======== Texto dado

Hace unos meses, The New York Times narraba cómo el músico japonés Ryuichi Sakamoto, harto de que en su restaurante favorito de la ciudad sonara una música que le parecía no solo mala, sino errónea, le hizo al dueño una lista para que la pusiera en el establecimiento. En la pieza, la propia esposa del músico nipón recordaba cómo habían tenido en cuenta incluso el color de las paredes para elegir la música, que, según Sakamoto, debía ser “ambiental, pero moderna, nada de Brian Eno”.
El músico nipón también pidió ayuda a Ryu Takahashi, un productor neoyorquino, para que le ayudara a elegir los temas. “Lo que sonaba antes aquí era terrible”, comentaba Sakamoto al reportero de The New York Times el día en que este se lo encontró en el local. “Una mezcla de pop brasileño, folk estadounidense y algo de jazz, tipo Miles Davis”.
Tal vez sean los restaurantes los únicos espacios del mundo en los que alguien se puede quejar de que suene Miles Davis sin miedo a parecer un imbécil. O quizás es solo que Sakamoto es un tipo realmente especial y picajoso. “Si suena algo que no me gusta en un local de estas características, simplemente me voy. No puedo soportarlo. Pero este restaurante me gusta mucho: respeto a Odo, su chef”, concluía el músico.
Hoy, si usted va a este local divido en tres espacios (Kukitsu, Kokage e Ippodo), todos consagrados a diferentes aproximaciones a la gastronomía nipona, y ubicado en la zona de Murray Hill, disfrutará de buena cocina y mejor música. Solos de piano de varios estilos, improvisación, bandas sonoras, temas vocales (ninguno en inglés), algo de Wayne Shorter o incluso de Mary Lou Williams. Según el redactor del New York Times, una experiencia realmente memorable antes incluso de que llegue el primer entrante a la mesa.
“El error más habitual es hacer sonar en tu restaurante a tus grupos favoritos. Es muy probable que casi nadie entre tu clientela comparta tu gusto. Hacer sonar hits comerciales también es un error. Tampoco es recomendable hacer sonar bandas sonoras basadas en los géneros más estereotipados, pues corres el riesgo de sonar como todos los demás restaurantes que juegan en tu supuesta liga. Si por lo que sea debes buscar algo romántico, búscalo fuera del jazz. Lo mismo con lo elegante. Puedes ir más allá de la música clásica. Y por favor, el rock solo para casos muy, muy concretos”, apunta Magnus Ryden, jefe del departamento musical en la agencia de marketing Soundtrack Your Brand.

================

* **Instrucción A**:
Transcriba el fragmento del texto sobre la música en los restaurantes desde "Hoy, si usted" hasta "entrante a la mesa.", ambos incluidos.
El texto y los registros son independientes entre sí.

======== Material mostrado

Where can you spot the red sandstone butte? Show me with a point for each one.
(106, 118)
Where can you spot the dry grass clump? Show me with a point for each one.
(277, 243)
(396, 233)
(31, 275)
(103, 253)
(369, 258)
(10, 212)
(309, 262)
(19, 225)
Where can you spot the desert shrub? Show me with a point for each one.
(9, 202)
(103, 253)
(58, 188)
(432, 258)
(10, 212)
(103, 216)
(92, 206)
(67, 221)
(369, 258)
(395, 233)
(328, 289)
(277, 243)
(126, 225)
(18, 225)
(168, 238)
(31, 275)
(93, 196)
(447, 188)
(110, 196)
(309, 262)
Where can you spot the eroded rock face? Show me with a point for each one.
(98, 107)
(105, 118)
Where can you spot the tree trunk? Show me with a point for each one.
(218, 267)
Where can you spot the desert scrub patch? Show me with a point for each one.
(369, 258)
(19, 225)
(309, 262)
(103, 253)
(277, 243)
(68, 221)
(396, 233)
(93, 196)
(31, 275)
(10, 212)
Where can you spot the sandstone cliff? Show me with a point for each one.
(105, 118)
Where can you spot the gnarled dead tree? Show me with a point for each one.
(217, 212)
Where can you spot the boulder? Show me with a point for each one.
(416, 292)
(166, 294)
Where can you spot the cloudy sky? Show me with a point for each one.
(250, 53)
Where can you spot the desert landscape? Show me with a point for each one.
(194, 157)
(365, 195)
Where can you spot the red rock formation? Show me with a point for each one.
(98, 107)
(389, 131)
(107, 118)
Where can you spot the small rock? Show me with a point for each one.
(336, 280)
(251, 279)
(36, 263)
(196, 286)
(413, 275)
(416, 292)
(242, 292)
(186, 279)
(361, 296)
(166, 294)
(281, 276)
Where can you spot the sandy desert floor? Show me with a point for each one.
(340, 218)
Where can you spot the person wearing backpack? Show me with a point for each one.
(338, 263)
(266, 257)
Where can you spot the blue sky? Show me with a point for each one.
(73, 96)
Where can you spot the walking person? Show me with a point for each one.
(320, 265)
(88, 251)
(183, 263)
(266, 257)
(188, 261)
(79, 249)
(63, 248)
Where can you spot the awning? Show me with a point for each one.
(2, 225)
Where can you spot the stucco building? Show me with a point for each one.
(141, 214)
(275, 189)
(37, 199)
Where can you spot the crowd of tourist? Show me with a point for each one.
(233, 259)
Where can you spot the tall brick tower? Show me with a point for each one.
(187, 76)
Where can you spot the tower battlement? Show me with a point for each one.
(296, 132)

================
======== Material mostrado

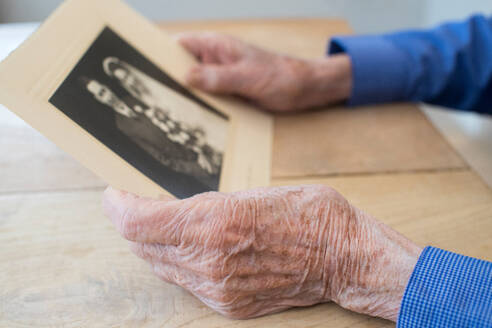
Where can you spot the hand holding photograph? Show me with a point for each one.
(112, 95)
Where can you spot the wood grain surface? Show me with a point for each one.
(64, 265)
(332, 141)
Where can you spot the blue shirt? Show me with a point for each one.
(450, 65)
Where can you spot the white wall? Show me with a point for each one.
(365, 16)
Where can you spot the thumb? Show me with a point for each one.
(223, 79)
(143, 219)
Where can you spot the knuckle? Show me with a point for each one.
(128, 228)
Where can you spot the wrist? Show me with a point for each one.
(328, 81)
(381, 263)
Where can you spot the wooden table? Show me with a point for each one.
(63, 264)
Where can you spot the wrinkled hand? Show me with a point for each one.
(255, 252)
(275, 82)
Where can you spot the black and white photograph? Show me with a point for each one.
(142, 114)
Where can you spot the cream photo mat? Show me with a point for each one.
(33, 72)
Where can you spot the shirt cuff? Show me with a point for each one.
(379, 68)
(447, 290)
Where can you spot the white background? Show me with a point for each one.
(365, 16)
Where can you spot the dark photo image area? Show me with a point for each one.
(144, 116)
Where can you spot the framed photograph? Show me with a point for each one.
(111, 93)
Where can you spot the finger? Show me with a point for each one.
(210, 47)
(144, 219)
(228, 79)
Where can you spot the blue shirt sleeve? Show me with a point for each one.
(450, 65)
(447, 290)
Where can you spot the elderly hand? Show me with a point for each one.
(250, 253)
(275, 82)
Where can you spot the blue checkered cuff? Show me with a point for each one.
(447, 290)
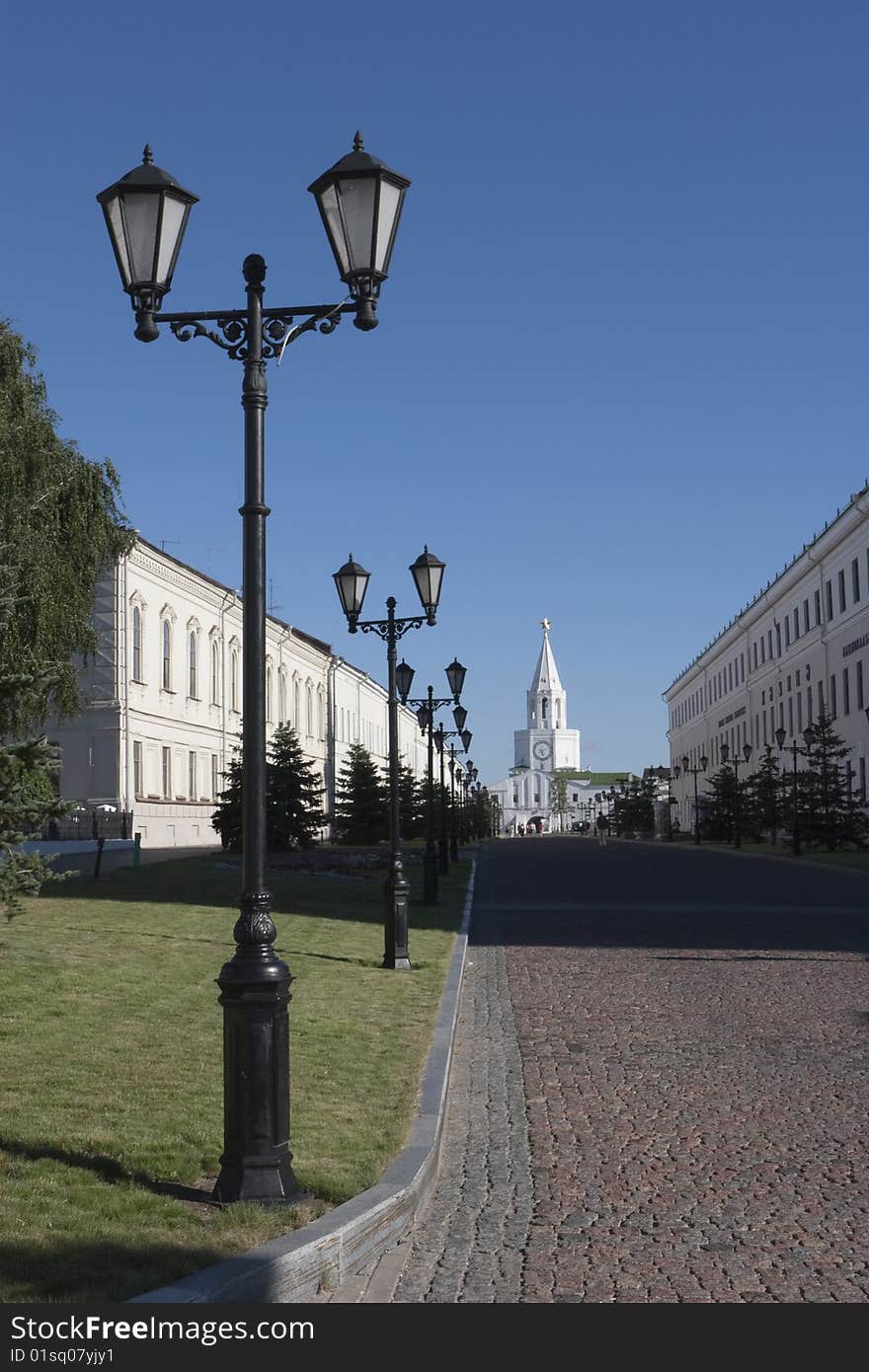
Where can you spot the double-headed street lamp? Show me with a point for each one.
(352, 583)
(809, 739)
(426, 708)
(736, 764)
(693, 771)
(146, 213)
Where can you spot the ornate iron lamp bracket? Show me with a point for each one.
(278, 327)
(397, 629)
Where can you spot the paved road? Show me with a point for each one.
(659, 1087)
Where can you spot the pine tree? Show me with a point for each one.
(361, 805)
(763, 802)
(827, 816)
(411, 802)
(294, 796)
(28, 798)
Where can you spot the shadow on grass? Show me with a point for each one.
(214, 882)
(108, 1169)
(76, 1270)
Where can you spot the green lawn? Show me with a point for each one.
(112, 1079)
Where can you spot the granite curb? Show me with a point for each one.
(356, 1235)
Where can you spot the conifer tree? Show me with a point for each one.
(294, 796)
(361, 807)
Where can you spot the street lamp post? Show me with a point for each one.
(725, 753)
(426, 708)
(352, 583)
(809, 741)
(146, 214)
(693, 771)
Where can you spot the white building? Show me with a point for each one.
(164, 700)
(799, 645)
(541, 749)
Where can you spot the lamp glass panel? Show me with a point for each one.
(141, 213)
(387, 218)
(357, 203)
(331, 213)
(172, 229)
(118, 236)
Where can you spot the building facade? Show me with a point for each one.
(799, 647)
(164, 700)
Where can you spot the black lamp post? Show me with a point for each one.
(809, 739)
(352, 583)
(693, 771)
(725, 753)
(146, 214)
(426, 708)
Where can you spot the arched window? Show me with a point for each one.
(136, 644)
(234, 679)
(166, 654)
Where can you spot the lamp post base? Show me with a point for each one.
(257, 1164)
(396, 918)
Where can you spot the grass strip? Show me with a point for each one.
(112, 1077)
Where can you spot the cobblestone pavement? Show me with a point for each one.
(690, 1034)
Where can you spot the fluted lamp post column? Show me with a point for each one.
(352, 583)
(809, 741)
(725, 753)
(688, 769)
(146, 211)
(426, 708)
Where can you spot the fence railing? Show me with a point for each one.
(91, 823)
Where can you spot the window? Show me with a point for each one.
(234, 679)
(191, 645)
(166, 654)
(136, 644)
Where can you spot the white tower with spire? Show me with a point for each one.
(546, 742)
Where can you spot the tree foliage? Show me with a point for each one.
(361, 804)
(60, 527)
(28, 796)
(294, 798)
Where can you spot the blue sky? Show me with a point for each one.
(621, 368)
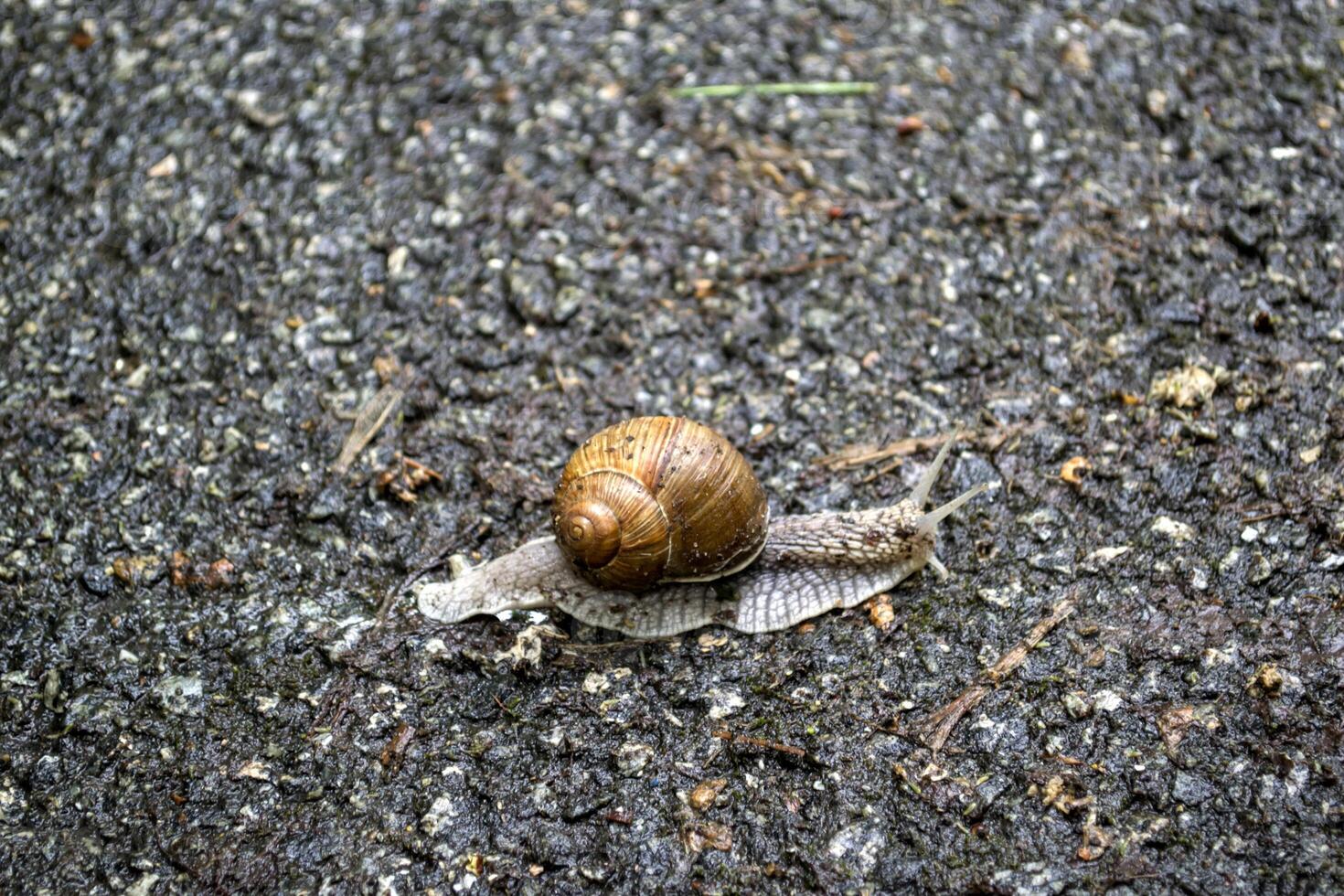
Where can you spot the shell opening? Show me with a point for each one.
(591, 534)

================
======== Material mostrado

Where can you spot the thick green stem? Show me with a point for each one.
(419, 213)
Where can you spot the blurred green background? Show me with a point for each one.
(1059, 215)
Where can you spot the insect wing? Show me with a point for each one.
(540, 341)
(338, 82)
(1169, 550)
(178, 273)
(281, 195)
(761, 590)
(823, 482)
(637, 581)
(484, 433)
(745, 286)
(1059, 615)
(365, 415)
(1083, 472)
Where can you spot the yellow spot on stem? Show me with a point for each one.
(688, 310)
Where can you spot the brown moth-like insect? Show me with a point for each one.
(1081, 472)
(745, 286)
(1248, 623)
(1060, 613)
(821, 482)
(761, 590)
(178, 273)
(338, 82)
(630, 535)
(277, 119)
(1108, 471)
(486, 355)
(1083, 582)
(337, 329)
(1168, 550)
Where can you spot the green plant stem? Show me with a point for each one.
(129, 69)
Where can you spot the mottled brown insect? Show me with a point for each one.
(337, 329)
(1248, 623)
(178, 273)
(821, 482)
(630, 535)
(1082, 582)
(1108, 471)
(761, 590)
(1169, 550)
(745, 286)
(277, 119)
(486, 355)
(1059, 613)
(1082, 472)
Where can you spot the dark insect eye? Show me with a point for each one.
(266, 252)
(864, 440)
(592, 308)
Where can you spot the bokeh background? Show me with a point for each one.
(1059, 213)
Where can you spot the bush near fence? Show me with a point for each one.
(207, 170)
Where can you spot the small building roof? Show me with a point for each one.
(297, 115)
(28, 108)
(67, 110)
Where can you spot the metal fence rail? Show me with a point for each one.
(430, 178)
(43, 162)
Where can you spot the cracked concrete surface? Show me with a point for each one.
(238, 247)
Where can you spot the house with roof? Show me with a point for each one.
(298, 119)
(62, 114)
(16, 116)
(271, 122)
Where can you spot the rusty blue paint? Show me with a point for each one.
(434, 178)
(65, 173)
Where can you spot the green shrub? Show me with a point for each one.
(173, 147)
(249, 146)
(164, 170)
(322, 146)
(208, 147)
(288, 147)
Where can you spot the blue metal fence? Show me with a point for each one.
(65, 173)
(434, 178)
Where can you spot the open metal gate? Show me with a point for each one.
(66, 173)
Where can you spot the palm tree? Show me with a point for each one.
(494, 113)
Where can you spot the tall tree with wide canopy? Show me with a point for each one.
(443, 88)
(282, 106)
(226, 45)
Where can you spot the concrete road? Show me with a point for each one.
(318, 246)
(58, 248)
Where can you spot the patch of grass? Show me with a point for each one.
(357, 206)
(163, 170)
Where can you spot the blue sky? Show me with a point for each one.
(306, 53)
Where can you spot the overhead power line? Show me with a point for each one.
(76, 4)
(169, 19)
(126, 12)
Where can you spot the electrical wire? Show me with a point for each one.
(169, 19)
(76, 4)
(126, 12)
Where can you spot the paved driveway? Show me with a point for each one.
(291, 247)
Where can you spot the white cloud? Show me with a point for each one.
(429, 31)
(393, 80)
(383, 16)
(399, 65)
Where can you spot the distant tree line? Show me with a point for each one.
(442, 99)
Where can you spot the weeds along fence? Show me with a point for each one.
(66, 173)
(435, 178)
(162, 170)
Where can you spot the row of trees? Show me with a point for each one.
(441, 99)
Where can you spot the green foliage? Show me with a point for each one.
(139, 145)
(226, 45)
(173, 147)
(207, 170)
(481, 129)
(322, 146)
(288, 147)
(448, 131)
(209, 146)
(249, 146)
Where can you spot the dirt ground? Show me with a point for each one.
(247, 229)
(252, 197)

================

* **Instrucción B**:
Reúna todas las líneas de los registros en las que aparezca la palabra "brown".

* **Solución A**:
Hoy, si usted va a este local divido en tres espacios (Kukitsu, Kokage e Ippodo), todos consagrados a diferentes aproximaciones a la gastronomía nipona, y ubicado en la zona de Murray Hill, disfrutará de buena cocina y mejor música. Solos de piano de varios estilos, improvisación, bandas sonoras, temas vocales (ninguno en inglés), algo de Wayne Shorter o incluso de Mary Lou Williams. Según el redactor del New York Times, una experiencia realmente memorable antes incluso de que llegue el primer entrante a la mesa.

* **Solución B**:
Where can you spot the brown moth-like insect? Show me with a point for each one.
Where can you spot the mottled brown insect? Show me with a point for each one.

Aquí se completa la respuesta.